• [УСЛОВИЯ ЗАДАНИЯ]
Ответьте на вопросы по приведенному ниже фрагменту о Татьяне Окуневской.
1. Что Татьяна сломала на свадьбе?
2. На какую должность назначили Митю после окончания института?
3. Где проходили неудачные съемки, после которых Татьяну перестали приглашать в кино?

• [ФРАГМЕНТ ТЕКСТА]
C тех пор в жизни Окуневской наступила затяжная черная полоса.
С мужем не ладилось все больше и больше, Татьяна недоумевала, почему такой милый, добрый и внимательный юноша, в которого она влюбилась когда-то в Тбилиси, превратился в грубого хама. Как и когда-то Гога, он изводил Татьяну ревностью и не гнушался даже рукоприкладства.
«На свадьбе я сломала каблук, – напишет она впоследствии. – И кто-то сказал, что это плохая примета… Первая брачная ночь. Митя и терпелив, и мягок, и нежен. Когда мой страх прошел и это все случилось, Митя, вытащив из-под меня простыню, куда-то исчез. Он появился только к вечеру, сильно выпивший, и сказал, что они с братом „обмывали мою невинность”».
Татьяну чрезвычайно шокировала такая дикость. Вообще, Дмитрию Варламову досталось в мемуарах Окуневской суровее, чем всем прочим. Татьяна писала, что пока Митя учился во ВГИКе, отец и бабушка Татьяны практически содержали их семью, регулярно подкармливая. Но и после окончания института ничего не изменилось. Митю назначили деканом режиссерского факультета, он начал получать хорошую зарплату, но часто эта зарплата оставалась в ресторанах, а Татьяне с ребенком приходилось идти к своим родителям обедать, потому что дома нечего было есть. «Мои, конечно, видят все, – вспоминала Окуневская, – но молчат. И только раз, когда я завязала шею платком, папа платок снял и увидел синяки, мне пришлось рассказать, что Митя душил меня из ревности». В конце концов после очередной ужасной выходки мужа Татьяна ушла от него и переселилась к родителям. Митя изображал раскаяние, просил ее вернуться, но Татьяна не согласилась. Слишком хорошо и комфортно ей было в родном доме, да и не верила она, что Митя может измениться.
Единственное, что угнетало Татьяну в то время, это отсутствие работы. После неудачных съемок на Донбассе в кино ее больше не приглашали, и ей приходилось жить на иждивении у отца и бабушки. Митя денег ей не давал.

• [ИСХОДНЫЕ СТРОКИ]

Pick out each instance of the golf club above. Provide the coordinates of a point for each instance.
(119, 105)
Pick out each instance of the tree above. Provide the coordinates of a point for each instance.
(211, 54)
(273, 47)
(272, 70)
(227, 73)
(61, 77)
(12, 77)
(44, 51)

• [РЕШЕНИЕ]
1. Каблук.
2. Декан режиссерского факультета.
3. На Донбассе.